TASK INSTRUCTIONS:
1. From the article on teenage sexual behavior, extract everything from "Kaye Wellings, senior" down to "have also contributed." word for word.
2. Continue the article on teenage sexual behavior, starting after its final sentence.

EXTRACT PROVIDED:
As teenagers are breaking taboos and have a much more casual attitude towards sex, education is struggling to keep up.

 

Researchers at the London School of Hygiene and Tropical Medicine (LSHTM) and University College London have monitored the sexual practices of teens for decades (through surveys). Everything seems to indicate the same thing: teens are having more sex, more unconventional sex, and they’re starting sooner.

They surveyed 45,199 Brits born between 1935 and 1996. During that period, the average age for losing virginity went down from 19 for men and 20 for women to 16 for both. However, that age hasn’t changed much in recent decades — whether it’s vaginal, anal or oral, teens have been having sex since they’re 16. However, some things have changed in recent years. Particularly, teens are trying out more things. Just 1 in 10 of sexually active teens tried all three in 1990/91, a figure that now stands at 1 in 4 men and 1 in 5 women. Interestingly, the surveys also reveal bisexual women have more sex with men than straight women do.

Kaye Wellings, senior author and professor of sexual and reproductive health at the London School of Hygiene & Tropical Medicine, says these shifts should surprise no one:

“The changes in practices we see here are consistent with the widening of other aspects of young people’s sexual experience, and are perhaps not surprising given the rapidly changing social context and the ever-increasing number of influences on sexual behaviour.”

Prof. Cynthia Graham, a professor of sexual and reproductive health at the University of Southampton, says the internet and media have likely played the decisive role in these changes. Society becoming more relaxed and less judgemental about sexual experimentation have also contributed.

DATASET ENTRIES:
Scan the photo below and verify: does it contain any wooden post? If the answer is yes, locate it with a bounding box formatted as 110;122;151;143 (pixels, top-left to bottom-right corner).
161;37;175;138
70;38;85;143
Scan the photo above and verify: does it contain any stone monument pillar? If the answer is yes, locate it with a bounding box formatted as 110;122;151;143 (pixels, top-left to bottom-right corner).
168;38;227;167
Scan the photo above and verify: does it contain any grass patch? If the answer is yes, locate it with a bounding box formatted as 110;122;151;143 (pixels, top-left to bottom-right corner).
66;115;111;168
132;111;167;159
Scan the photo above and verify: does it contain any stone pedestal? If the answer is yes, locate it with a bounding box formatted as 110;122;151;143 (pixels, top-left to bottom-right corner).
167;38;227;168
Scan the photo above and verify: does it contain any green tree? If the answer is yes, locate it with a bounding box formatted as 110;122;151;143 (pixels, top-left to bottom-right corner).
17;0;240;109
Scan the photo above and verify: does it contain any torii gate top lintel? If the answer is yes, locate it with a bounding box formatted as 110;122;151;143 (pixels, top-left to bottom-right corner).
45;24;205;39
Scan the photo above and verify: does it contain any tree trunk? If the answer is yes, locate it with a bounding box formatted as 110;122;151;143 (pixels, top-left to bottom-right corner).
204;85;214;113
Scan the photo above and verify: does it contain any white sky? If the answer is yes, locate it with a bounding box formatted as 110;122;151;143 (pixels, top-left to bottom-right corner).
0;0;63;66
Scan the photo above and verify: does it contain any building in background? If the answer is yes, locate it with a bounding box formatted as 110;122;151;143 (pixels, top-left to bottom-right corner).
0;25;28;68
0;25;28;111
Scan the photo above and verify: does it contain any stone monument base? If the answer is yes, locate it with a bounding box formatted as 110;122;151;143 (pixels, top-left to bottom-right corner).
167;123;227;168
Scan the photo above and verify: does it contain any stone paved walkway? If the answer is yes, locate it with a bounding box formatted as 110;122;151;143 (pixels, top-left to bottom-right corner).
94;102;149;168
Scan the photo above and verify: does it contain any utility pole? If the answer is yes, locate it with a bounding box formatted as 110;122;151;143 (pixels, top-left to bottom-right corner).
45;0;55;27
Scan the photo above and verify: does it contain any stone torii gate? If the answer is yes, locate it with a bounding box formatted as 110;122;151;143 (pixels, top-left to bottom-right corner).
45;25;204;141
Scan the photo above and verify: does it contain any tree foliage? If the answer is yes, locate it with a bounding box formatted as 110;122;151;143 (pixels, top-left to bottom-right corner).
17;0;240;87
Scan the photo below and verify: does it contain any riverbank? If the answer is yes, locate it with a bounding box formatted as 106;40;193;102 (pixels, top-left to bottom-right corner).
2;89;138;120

OUTPUTS FOR THE TASKS:
1.
Kaye Wellings, senior author and professor of sexual and reproductive health at the London School of Hygiene & Tropical Medicine, says these shifts should surprise no one:

“The changes in practices we see here are consistent with the widening of other aspects of young people’s sexual experience, and are perhaps not surprising given the rapidly changing social context and the ever-increasing number of influences on sexual behaviour.”

Prof. Cynthia Graham, a professor of sexual and reproductive health at the University of Southampton, says the internet and media have likely played the decisive role in these changes. Society becoming more relaxed and less judgemental about sexual experimentation have also contributed.

2.
“The internet means people can easily find and see things that they would not have been able to in the past. Anal sex is still pretty stigmatised, but attitudes appear to be changing. We know society has become more accepting of things like same-sex behaviour overall. But there’s very little research out there about anal sex and motivation.”

However, while it’s encouraging that teens are using more protection, sex ed is struggling to keep up. Dr. Ruth Lewis, who conducted the work while at the LSHTM said:

“At a time when much sex and relationships education is being updated, keeping pace with current trends in sexual practices is crucial so that curricula are tailored to the realities of young people’s experiences. By shedding light on when some young people are having sex and what kinds of sex they are having, our study highlights the need for accurate sex and relationships education that provides opportunities to discuss consent and safety in relation to a range of sexual practices.”